● ZADANIA:
a – W którym roku urodził się Stanisław Kielich według tekstu o Stanisławie Kielichu?
b – Powtórz dosłownie fragment tekstu o Stanisławie Kielichu, który otwierają słowa zawierające „To prof. Stanisław”, a zamykają „czasie Wiosny Ludów.”.
c – Ciągnij dalej tekst o Stanisławie Kielichu, zaczynając zaraz po jego ostatnim zdaniu.

● TEKST:
- - - - -
”Ostatnie dziecko szewca” – to powiedzonko jest synonimem osoby biednej, nieporadnej i pozbawionej szans na karierę. Nasz bohater był rzeczywiście ostatnim dzieckiem szewca, ale jeśli chodzi o karierę, to zdobył w świecie taką renomę, że m.in. opiniował kandydatów do Nagrody Nobla, a jedna z funkcji matematycznych nosi jego nazwisko, wspólnie zresztą z nazwiskiem Pierre’a Langevine’a, wybitnego fizyka francuskiego, znanego laikom bardziej jako bohatera romansu z Marią Curie-Skłodowską.
To prof. Stanisław Kielich. Od punktu swego startu życiowego do apogeum kariery dokonał rzeczywiście nieprawdopodobnego skoku. A nic na to nie wskazywało. Był piątym dzieckiem szewca z Czempinia, urodzonym w 1925 roku w Czempiniu (którego jest najsłynniejszym obywatelem i do którego chętnie wracał w późniejszych latach, mając tu domek i ogród). Szewcy czempińscy, wbrew obiegowym opiniom( „oddaniem do szewca” groziło się uczniom niedającym sobie rady z nauką) musieli być nie lada jaką grupą, skoro aż 7 z nich zasiliło lokalny patriotyczny tzw. komitet narodowy w czasie Wiosny Ludów.
- - - - -
● ZBIÓR REKORDÓW:

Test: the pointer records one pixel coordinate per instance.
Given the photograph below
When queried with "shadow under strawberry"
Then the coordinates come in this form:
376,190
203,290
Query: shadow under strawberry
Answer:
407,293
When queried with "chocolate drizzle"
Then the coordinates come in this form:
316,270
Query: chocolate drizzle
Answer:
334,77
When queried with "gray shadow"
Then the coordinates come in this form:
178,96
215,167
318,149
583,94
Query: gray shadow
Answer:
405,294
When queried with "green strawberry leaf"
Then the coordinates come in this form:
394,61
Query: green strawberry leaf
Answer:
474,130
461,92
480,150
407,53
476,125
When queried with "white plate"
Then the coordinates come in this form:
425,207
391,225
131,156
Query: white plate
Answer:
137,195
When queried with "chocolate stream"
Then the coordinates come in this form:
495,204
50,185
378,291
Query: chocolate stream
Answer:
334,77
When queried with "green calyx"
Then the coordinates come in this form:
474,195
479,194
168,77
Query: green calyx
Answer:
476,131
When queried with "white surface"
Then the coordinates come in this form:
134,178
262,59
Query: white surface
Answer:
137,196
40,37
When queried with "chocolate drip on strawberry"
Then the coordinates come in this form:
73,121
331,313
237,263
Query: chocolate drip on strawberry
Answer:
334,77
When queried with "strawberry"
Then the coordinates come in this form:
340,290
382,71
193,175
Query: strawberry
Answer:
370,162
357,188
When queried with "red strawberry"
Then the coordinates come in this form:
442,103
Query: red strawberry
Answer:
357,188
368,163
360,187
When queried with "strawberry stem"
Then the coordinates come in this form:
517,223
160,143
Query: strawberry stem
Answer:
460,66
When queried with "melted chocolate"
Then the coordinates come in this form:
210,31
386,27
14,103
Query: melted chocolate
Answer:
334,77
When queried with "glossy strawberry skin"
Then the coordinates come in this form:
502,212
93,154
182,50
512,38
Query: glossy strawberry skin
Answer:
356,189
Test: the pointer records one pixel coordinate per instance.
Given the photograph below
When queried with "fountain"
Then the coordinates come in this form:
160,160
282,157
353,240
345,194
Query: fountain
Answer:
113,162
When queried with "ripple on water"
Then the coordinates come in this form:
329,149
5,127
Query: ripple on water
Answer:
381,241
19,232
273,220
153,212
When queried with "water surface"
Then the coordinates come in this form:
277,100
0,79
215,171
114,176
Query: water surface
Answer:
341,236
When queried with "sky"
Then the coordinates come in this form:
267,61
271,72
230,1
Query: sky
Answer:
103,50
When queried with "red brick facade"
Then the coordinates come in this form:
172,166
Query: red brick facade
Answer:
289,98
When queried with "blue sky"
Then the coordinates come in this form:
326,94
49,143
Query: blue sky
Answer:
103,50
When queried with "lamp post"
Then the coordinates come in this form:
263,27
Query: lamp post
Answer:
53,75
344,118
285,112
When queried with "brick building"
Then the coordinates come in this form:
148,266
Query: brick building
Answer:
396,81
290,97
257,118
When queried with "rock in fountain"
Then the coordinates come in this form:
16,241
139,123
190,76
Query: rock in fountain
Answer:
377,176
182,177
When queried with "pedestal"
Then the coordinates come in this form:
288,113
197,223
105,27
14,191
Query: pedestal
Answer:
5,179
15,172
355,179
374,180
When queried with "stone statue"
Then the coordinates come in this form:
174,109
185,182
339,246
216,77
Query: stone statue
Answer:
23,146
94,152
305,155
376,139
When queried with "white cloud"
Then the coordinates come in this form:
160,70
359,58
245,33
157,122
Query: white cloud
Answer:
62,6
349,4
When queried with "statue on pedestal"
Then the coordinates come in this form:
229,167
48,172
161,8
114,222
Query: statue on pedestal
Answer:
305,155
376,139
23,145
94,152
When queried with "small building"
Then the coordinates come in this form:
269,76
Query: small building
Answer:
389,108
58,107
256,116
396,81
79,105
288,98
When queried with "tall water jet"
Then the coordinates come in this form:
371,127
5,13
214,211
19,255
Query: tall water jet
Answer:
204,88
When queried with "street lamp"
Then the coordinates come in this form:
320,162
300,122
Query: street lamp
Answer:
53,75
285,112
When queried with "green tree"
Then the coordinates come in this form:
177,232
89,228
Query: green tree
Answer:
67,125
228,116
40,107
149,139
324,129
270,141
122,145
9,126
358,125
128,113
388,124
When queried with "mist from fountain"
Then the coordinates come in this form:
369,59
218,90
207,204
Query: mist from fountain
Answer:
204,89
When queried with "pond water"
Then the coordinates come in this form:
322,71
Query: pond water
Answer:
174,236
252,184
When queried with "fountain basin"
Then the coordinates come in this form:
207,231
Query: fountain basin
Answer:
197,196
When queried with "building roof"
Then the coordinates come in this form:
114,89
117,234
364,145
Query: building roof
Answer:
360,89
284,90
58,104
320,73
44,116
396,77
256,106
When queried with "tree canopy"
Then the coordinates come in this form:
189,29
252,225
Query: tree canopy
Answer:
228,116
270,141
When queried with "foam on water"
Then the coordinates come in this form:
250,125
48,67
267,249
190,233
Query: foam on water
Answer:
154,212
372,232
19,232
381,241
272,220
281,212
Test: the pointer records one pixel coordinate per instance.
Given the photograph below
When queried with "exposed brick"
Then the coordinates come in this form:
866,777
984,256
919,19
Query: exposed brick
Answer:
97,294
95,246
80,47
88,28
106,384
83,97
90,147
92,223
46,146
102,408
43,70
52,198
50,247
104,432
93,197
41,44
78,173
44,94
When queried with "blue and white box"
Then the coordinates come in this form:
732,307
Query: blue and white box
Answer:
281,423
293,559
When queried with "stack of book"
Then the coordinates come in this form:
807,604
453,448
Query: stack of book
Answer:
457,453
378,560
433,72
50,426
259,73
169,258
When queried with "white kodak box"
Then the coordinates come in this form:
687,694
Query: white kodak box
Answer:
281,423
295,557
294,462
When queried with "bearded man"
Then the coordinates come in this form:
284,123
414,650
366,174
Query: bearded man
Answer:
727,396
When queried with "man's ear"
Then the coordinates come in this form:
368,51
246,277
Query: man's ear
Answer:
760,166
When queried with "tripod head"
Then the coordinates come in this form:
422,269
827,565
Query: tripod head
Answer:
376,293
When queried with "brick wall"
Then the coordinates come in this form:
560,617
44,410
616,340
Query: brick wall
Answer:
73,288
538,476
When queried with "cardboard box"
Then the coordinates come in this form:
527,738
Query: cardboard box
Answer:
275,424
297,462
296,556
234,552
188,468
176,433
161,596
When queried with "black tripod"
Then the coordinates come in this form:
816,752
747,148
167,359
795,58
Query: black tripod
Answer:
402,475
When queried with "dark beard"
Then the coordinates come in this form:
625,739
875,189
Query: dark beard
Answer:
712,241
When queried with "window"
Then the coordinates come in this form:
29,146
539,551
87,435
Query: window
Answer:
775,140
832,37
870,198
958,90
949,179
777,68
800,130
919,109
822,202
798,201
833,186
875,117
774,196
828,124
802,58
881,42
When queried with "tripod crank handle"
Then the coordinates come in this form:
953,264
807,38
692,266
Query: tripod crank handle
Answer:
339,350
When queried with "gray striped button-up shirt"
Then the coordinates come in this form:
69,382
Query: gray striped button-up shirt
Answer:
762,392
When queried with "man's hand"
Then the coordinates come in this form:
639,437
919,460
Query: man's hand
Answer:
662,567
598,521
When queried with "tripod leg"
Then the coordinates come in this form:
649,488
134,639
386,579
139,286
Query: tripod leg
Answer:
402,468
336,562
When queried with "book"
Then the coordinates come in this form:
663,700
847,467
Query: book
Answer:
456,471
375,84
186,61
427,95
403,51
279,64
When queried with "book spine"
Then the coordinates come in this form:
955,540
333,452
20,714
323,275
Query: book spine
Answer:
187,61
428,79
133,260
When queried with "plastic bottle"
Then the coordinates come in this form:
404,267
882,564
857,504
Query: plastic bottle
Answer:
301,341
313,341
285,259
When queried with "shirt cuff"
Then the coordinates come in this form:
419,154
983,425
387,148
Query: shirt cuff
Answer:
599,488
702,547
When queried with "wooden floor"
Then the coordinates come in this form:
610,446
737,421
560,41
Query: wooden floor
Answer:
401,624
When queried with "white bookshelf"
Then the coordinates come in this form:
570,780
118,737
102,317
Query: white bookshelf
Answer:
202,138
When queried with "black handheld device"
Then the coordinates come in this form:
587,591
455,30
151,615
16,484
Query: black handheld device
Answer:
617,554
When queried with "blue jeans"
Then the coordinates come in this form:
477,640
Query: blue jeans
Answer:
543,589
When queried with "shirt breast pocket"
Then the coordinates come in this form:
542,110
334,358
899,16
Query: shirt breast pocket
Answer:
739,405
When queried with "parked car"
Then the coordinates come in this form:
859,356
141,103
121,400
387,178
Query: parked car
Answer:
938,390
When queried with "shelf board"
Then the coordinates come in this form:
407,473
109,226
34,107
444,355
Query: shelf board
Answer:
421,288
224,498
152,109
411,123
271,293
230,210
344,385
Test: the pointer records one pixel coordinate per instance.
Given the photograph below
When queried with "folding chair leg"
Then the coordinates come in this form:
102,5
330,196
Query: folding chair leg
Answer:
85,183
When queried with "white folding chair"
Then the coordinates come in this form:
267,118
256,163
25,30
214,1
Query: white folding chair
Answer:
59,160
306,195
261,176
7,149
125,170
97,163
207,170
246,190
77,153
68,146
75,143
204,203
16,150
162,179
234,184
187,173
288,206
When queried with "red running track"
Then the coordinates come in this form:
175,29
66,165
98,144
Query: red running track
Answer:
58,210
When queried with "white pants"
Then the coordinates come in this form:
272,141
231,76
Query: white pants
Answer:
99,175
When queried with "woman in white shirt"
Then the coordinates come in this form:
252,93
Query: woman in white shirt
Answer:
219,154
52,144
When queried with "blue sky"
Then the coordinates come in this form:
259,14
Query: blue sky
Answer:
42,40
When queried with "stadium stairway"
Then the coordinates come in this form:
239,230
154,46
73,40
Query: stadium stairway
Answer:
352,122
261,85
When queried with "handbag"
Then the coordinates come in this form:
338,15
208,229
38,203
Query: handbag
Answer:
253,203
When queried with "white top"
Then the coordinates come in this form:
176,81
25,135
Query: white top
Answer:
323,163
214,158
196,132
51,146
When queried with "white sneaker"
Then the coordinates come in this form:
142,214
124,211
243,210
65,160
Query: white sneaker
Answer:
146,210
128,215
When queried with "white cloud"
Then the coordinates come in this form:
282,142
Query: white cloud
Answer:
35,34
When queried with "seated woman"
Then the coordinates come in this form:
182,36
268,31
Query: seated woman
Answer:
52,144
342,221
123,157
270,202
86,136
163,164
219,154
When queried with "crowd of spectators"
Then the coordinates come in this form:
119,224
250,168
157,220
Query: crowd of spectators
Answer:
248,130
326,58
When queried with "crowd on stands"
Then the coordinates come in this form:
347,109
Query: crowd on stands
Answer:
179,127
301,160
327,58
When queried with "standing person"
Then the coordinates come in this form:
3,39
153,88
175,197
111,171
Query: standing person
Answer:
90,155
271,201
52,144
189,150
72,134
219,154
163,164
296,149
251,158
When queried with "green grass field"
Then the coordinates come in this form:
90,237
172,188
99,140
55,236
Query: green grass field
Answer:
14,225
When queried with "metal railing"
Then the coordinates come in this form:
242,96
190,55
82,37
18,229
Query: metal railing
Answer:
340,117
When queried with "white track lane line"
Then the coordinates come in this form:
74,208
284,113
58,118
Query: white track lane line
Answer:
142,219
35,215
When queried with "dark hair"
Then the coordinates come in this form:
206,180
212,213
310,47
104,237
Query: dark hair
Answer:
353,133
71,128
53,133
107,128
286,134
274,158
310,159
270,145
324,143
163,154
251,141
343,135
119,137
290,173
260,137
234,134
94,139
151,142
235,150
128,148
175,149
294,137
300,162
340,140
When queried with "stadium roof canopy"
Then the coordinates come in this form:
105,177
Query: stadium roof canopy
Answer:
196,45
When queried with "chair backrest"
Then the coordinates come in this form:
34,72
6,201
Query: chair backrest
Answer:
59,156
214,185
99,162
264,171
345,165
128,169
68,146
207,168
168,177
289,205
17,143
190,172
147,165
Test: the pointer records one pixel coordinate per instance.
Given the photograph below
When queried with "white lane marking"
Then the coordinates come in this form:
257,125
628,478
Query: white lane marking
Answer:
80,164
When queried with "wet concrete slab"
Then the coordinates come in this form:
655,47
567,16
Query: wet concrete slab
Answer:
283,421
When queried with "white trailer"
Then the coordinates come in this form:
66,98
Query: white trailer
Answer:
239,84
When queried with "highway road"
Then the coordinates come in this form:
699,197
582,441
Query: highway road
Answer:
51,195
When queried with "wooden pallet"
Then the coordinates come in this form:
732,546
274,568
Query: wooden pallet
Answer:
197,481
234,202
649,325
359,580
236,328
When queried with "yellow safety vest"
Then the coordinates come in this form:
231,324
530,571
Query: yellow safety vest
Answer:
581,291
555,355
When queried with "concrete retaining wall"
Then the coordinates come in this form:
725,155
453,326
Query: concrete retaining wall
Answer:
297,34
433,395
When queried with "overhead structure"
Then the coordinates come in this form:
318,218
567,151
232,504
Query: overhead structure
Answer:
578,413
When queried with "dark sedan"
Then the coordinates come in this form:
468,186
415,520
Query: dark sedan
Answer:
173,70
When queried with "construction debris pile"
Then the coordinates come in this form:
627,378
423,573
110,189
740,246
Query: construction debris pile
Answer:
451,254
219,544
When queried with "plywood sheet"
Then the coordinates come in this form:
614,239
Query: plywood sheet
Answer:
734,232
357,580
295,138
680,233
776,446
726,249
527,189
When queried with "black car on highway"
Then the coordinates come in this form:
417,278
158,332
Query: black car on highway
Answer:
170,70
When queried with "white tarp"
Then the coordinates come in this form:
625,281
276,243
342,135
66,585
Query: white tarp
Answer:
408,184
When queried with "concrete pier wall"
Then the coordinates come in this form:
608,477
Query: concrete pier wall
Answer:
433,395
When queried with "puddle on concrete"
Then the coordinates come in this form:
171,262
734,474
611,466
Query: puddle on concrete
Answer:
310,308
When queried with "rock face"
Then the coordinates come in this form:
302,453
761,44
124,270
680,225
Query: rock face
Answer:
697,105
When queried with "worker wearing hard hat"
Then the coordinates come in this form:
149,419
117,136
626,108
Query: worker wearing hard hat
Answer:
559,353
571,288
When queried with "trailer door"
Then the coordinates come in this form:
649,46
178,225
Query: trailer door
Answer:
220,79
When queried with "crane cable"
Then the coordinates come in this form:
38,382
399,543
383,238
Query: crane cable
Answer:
- - - - -
● ODPOWIEDZI:
a – W 1925 roku.

b –
To prof. Stanisław Kielich. Od punktu swego startu życiowego do apogeum kariery dokonał rzeczywiście nieprawdopodobnego skoku. A nic na to nie wskazywało. Był piątym dzieckiem szewca z Czempinia, urodzonym w 1925 roku w Czempiniu (którego jest najsłynniejszym obywatelem i do którego chętnie wracał w późniejszych latach, mając tu domek i ogród). Szewcy czempińscy, wbrew obiegowym opiniom( „oddaniem do szewca” groziło się uczniom niedającym sobie rady z nauką) musieli być nie lada jaką grupą, skoro aż 7 z nich zasiliło lokalny patriotyczny tzw. komitet narodowy w czasie Wiosny Ludów.

c –
Od dziecka - robotnik
Kariera Stanisława Kielicha zapowiadała się bardzo przyziemnie. W czasie okupacji wraz z rodziną został wysiedlony i pracował jako robotnik rolny, a jako szesnastolatek został przez okupantów wywieziony na roboty przymusowe – w lasach Austrii ciężko pracował jako robotnik. Ten zawód kontynuował po wojnie – mając tylko 7 klas został robotnikiem w HCP, później skierowanym do budowy portu w Szczecinie. Miał już 20 lat, gdy podjął wieczorową naukę w liceum dla pracujących( był wtedy pracownikiem gospodarczym uniwersytetu), a 25 lat, gdy rozpoczął studia. Tu zetknął się z legendarnym profesorem Arkadiuszem Piekarą, swoim mistrzem, kierującym wówczas Katedrą Fizyki Doświadczalnej Uniwersytetu Poznańskiego.
Arkadiusz Piekara był postacią kultową i setkom osób – począwszy od uczniów słynnego gimnazjum w Rydzynie – wszczepił zamiłowanie do fizyki, polegające na umiejętności patrzenia na świat jako na wielkie fizyczne laboratorium, którego prawa trzeba poznawać. O jednym z jego uczniów i współpracowników Auguście Chełkowskim( późniejszym twórcy instytutu fizyki na Uniwersytecie Śląskim) żona mówiła, że „Gucio kochał bardziej fizykę niż nas” , a w słowach tych nie było żalu, lecz raczej podziw. Podobnie „kochali najbardziej fizykę” Piekara i Kielich.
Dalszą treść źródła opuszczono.